**Problems**
(a) Return the part of the article about "Beautiful" between "Composition" and "from being alone.", inclusive.
(b) Please say who directed the music video, according to the article about "Beautiful".
(c) Extend the article about "Beautiful" from where it stops.

**Excerpted text**
"Beautiful" is a song by South Korean boy band Wanna One. The song serves as the lead single of their re-issue album, 1-1=0 (Nothing Without You).

Composition
Musically, "Beautiful" was described as a midtempo EDM-pop ballad containing woozy synths and a steady beat. The song's lyrics expresses the feelings of fear, loneliness and longing coming from being alone.

Music video
The music video is directed by Yong Yi, who has directed several South Korean films. Using the song to propel the storyline, the 8-minute long "movie" music video  depicts a storyline where members Kang Daniel and Ong Seongwoo portray brothers who were separated in childhood and began searching for one another after they grew up, ultimately reuniting in an orphanage where Kang resides. Other members played supporting and minor roles in the video; Hwang Minhyun plays Ong's classmate at the police academy, Park Jihoon plays Kang's childhood friend and the rest plays Kang's friends at the orphanage. The video ends with trouble following the pair of brothers and their friends, culminating in ruin for both.

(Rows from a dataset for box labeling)
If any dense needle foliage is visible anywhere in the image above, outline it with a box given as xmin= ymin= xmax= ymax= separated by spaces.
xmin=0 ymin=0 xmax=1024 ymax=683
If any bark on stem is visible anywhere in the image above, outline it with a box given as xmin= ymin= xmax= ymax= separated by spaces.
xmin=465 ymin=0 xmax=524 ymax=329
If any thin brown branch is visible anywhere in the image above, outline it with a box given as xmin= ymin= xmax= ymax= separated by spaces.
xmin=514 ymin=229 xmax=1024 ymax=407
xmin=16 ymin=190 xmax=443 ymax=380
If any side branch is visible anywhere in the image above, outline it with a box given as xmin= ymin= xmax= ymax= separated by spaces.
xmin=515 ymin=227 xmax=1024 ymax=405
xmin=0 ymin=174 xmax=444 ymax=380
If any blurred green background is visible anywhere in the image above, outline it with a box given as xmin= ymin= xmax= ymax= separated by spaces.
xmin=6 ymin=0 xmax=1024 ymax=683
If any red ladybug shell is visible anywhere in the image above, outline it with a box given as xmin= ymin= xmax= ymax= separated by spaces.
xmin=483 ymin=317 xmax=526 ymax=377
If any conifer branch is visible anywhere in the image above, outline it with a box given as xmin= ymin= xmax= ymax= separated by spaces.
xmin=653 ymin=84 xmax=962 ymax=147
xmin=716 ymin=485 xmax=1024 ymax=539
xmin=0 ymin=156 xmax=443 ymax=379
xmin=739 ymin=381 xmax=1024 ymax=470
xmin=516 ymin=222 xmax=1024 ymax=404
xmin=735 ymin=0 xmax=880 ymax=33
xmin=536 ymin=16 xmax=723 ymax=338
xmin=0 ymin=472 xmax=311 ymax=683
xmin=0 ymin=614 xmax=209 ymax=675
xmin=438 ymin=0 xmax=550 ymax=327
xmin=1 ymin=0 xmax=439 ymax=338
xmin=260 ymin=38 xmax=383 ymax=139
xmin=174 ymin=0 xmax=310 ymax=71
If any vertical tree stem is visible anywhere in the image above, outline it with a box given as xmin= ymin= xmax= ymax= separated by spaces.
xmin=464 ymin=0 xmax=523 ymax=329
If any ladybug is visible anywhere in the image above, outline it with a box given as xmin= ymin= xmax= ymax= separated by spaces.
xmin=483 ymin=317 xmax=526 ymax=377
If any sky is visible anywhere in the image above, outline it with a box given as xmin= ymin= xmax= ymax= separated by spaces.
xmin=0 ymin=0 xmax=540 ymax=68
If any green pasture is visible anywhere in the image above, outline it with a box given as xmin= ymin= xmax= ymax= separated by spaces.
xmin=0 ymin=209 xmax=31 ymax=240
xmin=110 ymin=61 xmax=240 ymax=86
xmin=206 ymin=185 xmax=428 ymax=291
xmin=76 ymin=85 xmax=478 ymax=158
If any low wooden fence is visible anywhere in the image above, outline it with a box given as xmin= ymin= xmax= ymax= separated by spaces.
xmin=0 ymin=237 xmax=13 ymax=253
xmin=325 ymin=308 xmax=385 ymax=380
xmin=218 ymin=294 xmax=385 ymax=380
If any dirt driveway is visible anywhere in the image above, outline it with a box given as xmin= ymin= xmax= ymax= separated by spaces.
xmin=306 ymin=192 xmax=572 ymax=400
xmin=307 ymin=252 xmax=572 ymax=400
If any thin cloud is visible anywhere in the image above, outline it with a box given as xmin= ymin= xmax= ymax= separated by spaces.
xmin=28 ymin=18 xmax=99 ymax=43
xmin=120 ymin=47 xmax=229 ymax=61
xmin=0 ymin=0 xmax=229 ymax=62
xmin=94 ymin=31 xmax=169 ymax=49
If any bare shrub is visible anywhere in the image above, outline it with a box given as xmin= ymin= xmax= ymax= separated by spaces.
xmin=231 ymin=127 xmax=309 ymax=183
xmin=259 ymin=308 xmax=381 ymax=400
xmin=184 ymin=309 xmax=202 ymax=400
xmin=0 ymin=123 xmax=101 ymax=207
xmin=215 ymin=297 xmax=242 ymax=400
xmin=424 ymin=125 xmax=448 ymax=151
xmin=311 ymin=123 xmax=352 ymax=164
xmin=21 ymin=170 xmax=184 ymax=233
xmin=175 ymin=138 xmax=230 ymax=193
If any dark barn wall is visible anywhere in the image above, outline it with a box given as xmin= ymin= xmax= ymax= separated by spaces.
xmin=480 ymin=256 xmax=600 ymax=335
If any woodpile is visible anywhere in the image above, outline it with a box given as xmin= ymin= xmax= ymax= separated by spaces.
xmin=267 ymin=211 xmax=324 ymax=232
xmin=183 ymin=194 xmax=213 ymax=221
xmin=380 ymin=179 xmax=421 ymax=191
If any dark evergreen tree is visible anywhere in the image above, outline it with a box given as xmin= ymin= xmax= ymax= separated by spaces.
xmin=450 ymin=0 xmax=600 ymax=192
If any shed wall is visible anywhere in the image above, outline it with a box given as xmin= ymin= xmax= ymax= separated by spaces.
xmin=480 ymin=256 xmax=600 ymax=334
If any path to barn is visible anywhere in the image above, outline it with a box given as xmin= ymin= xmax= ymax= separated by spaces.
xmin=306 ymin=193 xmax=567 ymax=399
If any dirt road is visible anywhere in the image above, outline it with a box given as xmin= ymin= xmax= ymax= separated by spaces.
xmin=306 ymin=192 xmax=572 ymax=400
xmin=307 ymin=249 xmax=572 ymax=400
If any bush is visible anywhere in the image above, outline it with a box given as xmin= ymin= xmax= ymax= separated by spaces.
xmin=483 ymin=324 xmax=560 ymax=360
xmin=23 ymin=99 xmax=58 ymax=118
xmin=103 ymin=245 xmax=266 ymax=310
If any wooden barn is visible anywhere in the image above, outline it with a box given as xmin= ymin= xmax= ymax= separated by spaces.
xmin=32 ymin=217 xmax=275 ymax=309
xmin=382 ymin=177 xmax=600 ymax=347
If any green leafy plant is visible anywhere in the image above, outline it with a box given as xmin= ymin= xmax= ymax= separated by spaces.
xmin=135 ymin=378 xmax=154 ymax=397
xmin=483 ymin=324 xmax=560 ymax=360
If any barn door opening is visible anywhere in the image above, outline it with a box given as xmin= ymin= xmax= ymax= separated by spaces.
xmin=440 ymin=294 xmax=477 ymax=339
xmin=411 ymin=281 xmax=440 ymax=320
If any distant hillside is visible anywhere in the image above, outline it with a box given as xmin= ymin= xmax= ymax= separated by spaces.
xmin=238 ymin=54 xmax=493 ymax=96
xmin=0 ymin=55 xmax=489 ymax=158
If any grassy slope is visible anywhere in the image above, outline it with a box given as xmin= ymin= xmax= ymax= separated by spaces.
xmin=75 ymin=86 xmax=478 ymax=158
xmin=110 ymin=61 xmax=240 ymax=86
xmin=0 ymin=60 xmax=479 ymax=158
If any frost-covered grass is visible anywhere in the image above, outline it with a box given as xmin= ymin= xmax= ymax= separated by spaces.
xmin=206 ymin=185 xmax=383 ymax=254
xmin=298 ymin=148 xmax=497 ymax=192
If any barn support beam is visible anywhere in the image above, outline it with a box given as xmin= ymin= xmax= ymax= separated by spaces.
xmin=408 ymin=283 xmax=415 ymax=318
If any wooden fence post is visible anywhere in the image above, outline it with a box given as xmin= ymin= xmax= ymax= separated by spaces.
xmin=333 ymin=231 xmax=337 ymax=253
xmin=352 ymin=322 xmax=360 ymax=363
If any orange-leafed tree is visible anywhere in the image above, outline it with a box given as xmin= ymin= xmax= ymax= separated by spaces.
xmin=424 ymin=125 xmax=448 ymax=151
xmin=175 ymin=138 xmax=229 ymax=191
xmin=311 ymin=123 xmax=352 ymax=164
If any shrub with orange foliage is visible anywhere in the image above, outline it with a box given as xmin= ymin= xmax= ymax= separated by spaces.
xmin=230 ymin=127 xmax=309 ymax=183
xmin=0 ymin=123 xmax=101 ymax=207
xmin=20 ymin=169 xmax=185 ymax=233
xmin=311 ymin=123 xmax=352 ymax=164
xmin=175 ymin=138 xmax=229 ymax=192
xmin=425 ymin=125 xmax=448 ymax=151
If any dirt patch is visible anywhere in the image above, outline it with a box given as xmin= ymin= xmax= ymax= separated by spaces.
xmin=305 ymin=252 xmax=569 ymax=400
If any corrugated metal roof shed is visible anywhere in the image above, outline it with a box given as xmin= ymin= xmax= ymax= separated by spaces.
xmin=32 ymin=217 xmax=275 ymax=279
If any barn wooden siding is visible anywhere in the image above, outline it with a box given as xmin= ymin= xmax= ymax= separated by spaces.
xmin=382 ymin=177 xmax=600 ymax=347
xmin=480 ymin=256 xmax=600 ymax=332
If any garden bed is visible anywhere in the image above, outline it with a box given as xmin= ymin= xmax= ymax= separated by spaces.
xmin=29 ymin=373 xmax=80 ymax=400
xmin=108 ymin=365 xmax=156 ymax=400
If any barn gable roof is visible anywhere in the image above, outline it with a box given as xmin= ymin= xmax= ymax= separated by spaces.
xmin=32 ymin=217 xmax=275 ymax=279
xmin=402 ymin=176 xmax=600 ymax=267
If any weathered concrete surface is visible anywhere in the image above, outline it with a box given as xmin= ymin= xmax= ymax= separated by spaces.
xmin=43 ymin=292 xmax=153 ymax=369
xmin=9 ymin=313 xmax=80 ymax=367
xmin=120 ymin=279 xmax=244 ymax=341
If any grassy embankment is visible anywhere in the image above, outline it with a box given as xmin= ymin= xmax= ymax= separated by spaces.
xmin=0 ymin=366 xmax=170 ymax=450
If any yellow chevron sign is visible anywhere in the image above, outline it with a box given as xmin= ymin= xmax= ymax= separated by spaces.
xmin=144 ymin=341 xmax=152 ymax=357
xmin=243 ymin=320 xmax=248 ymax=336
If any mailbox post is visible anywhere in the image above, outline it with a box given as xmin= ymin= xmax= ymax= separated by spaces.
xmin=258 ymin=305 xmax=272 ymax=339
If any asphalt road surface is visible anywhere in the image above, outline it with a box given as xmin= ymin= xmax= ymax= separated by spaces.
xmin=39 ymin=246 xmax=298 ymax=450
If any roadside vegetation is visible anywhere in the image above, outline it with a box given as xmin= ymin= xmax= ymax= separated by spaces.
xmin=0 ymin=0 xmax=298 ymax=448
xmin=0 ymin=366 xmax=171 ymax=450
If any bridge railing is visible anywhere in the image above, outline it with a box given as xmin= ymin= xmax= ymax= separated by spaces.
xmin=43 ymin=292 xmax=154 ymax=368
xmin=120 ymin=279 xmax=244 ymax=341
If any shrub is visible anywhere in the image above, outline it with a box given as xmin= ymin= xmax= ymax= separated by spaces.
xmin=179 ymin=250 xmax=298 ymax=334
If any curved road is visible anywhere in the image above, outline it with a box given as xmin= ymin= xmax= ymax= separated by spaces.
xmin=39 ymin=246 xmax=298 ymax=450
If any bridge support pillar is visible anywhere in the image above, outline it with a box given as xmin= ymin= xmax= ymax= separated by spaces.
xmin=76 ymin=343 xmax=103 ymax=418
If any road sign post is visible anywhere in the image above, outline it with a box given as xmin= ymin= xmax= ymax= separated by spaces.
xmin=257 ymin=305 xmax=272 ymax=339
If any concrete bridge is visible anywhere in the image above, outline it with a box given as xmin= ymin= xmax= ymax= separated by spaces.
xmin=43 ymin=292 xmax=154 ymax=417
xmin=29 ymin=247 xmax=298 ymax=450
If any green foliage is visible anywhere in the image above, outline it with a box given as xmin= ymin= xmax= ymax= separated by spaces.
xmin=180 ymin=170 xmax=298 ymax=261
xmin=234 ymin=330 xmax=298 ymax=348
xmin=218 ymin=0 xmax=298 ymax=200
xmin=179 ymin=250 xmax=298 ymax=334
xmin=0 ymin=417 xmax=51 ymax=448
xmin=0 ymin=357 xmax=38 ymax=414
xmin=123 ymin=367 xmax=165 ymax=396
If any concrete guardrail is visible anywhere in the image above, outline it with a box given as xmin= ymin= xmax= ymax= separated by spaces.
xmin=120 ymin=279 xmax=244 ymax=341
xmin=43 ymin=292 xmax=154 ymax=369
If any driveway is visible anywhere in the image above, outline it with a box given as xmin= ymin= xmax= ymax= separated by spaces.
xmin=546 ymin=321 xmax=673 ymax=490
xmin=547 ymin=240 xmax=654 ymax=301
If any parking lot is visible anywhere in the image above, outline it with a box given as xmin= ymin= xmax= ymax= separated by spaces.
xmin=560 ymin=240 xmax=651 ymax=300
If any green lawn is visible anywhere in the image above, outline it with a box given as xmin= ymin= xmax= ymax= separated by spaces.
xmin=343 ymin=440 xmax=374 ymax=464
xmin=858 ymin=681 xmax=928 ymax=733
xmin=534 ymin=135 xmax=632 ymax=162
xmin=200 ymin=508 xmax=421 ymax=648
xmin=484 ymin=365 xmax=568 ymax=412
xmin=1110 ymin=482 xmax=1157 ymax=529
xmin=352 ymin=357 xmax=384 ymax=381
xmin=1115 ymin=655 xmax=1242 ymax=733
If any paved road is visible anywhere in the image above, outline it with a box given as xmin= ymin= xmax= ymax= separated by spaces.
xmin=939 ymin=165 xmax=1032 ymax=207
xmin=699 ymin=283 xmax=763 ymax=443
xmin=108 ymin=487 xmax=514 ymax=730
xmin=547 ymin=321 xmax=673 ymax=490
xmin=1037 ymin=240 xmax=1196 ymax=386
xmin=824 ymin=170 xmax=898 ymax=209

**Answers for this exercise**
(a)
Composition
Musically, "Beautiful" was described as a midtempo EDM-pop ballad containing woozy synths and a steady beat. The song's lyrics expresses the feelings of fear, loneliness and longing coming from being alone.

(b) Yong Yi

(c)
Chart performance
Upon release, "Beautiful" charted atop on real-time charts of six music sites: Melon, Genie, Bugs, Mnet, Naver, and Soribada. It recorded highest number of unique listeners in the first hour on a song on Melon since chart reforms, breaking the record previously held by Wanna One's own song, "Energetic". The single peaked at number one on Gaon Digital Chart, becoming the group's second chart-topper.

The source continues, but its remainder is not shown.